→ **TEXT FOR ANALYSIS**
- Opening Delimiter -

What I want is understanding, for my comrades to understand that they may not know how to produce joy in their lives, so sacrifice seems like the only option. I have seen sad militancy, one (of many) types of sacrificial militancy. Of course I am against this, because I am against serving any sacred cause that is not my own interest, like working to serve a protestant ethic, or staying in a marriage because it is the right thing to do.

What do I want to see in my friends? Experimentation. This is the essence of anarchy, in my opinion: playing with social relations, trying out ways of living both big and small. Individuals who get power from working alone, doing things that only a lone wolf can do, but also being willing to try collaboration with others. Small groups working independently or in collaboration through affinity, coming up with their own ways of coordinating. Rather than played-out spokescouncils, which are about delegation, representation, bureaucracy, and compromise, seeking affinity with complementarities, groups come together to create modes of action that are only possible with their unique individuals. I am against compromise, or the stitching together of masses of people who disagree but will go along with the organizing spokescouncil for the good of the cause. This is sad militancy, which can only come about out of ignorance of the joy of true decentralized autonomous collaboration (what Stirner called the union of egoists).

I also want to see those who organize mass actions being honest with themselves and others: that they are performing, advertising, engaging in spectacle, in the hopes of attracting a specific type of gullible person into their hierarchical quasi-military ranks, and that they know, and fully admit, that the same objectives could be achieved without, or with very little, human sacrifice.

I want martyrs to know they are loved and that there is always another path, but we will not stop them or denigrate them by calling them fools or sad militants.

And I want sad militants to know there is joy possible and that they do not have to submit to a cause that requires them to sacrifice their life out of guilt or shame.

- Closing Delimiter -

→ **WHAT THIS EXERCISE ASKS**
1 - Rewrite the paragraph of the essay on sad militancy that begins "What do I want to see in my friends?" as a short bulleted list, keeping its main points.
2 - Duplicate the passage of the essay on sad militancy from "I want martyrs" up to and including "guilt or shame.".

→ **STORED DATA**
- Opening Delimiter -

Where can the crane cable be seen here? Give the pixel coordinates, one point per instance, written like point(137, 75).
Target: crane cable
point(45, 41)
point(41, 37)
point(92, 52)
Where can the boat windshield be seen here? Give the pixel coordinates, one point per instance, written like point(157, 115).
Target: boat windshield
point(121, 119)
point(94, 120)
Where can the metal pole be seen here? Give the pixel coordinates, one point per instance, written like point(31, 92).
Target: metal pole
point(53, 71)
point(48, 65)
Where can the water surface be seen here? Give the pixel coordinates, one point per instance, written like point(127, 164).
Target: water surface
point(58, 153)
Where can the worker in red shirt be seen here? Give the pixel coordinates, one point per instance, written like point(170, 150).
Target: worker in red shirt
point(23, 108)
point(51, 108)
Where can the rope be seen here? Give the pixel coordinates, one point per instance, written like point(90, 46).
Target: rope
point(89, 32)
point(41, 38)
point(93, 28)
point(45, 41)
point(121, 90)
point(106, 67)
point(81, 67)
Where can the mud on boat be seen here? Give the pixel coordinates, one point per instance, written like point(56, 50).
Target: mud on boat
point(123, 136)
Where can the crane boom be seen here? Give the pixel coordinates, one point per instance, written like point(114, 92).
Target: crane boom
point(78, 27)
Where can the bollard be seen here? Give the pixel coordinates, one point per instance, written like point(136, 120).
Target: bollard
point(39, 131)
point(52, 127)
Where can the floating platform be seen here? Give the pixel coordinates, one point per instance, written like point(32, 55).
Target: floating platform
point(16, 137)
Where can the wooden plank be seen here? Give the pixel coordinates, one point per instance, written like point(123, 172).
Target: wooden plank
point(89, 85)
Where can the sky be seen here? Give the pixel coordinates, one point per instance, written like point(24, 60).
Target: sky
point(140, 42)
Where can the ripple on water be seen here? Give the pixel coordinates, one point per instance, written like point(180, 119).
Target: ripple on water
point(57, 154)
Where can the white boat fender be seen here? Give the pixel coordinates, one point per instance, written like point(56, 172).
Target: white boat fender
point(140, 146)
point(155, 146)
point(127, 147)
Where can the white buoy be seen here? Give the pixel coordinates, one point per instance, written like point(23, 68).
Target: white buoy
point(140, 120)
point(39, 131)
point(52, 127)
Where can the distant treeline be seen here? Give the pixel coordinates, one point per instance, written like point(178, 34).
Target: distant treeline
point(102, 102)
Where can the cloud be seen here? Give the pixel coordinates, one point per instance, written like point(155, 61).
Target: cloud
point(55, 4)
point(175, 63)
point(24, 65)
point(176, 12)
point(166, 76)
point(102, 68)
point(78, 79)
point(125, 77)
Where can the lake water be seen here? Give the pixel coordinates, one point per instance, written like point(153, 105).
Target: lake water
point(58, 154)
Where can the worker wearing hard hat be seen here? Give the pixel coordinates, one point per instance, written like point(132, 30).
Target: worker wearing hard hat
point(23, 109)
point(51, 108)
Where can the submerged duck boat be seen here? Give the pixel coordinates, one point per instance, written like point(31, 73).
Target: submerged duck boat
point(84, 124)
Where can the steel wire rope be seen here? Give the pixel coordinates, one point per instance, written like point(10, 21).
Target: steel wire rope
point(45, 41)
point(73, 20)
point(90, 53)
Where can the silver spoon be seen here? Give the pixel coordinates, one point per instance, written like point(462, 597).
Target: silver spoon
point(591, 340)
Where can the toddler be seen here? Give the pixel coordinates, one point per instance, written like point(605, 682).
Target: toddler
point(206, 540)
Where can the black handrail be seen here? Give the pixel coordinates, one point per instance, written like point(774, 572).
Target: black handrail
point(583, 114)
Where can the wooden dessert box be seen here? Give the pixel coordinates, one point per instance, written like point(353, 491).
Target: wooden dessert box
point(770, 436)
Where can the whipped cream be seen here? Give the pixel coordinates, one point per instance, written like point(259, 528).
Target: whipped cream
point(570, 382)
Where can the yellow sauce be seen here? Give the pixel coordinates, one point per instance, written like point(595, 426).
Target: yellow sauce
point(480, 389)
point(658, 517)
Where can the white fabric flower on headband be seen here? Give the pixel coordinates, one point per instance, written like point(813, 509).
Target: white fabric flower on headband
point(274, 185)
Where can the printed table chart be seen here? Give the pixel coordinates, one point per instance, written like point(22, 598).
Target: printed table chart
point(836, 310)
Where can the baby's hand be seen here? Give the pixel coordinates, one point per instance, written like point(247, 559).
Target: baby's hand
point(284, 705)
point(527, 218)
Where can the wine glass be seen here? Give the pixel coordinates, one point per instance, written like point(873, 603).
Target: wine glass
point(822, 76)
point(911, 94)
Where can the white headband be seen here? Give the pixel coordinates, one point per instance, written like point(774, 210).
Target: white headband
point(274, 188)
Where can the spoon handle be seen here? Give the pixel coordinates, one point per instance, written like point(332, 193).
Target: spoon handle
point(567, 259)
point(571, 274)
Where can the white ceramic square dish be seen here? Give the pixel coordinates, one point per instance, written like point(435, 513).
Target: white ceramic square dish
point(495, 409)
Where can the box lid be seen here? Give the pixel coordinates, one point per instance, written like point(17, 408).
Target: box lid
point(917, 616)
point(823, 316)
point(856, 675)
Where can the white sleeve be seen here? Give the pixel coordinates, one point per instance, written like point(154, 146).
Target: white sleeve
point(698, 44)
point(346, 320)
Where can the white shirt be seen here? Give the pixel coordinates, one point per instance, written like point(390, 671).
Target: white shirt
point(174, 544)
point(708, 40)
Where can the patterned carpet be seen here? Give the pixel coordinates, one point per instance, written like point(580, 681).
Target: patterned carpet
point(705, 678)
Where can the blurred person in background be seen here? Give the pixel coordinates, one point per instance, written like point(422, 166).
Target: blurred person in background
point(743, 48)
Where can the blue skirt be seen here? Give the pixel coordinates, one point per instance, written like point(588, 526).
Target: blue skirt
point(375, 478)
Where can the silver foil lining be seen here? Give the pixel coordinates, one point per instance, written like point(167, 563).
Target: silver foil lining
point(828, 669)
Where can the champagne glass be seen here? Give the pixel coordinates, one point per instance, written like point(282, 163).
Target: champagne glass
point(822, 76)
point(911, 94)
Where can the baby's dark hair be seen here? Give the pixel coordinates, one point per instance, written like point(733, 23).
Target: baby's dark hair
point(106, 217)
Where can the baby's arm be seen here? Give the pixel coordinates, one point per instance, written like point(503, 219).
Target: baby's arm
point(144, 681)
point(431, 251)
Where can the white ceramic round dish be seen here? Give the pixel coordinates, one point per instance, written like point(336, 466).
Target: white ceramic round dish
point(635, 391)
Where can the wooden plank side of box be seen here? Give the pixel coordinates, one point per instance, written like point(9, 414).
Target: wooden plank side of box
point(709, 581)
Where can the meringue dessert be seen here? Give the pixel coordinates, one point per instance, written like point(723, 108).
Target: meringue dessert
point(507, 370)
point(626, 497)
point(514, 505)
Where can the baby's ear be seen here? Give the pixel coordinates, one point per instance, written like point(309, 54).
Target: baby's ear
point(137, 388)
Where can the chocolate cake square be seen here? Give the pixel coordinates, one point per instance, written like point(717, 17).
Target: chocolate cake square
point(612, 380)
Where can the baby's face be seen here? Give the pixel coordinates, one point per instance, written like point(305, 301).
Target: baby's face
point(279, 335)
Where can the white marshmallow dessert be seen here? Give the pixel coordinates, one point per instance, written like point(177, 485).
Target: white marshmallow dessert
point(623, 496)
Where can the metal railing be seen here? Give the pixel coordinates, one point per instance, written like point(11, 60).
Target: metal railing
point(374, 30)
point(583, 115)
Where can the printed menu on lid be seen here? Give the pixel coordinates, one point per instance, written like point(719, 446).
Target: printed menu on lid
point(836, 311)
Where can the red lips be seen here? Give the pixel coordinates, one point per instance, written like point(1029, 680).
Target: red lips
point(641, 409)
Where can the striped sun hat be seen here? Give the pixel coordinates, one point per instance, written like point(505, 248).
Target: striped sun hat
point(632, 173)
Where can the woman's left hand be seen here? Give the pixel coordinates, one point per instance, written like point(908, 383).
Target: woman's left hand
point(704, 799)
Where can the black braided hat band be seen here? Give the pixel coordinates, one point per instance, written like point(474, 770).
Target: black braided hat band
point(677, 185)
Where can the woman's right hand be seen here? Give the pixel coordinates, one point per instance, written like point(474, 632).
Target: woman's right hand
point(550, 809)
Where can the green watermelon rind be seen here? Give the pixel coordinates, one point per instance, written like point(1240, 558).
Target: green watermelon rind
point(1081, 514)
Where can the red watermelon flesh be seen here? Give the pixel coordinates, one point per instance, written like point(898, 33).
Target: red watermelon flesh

- Closing Delimiter -

→ **ANSWERS TO THE EXERCISE**
1 -
- What I want to see in my friends is experimentation, which I see as the essence of anarchy: playing with social relations and trying out ways of living, both big and small.
- Individuals can draw power from working alone, doing what only a lone wolf can do, while also being willing to collaborate with others.
- Small groups can work independently or together through affinity, coming up with their own ways of coordinating.
- Groups should not rely on spokescouncils, which are about delegation, representation, bureaucracy and compromise. Instead, they should seek affinity with complementarities and create modes of action that only their unique members make possible.
- I am against compromise, meaning the stitching together of masses of people who disagree but go along with the organizing spokescouncil for the good of the cause.
- That is sad militancy. It comes only from ignorance of the joy of true decentralized autonomous collaboration, which Stirner called the union of egoists.

2 -
I want martyrs to know they are loved and that there is always another path, but we will not stop them or denigrate them by calling them fools or sad militants.

And I want sad militants to know there is joy possible and that they do not have to submit to a cause that requires them to sacrifice their life out of guilt or shame.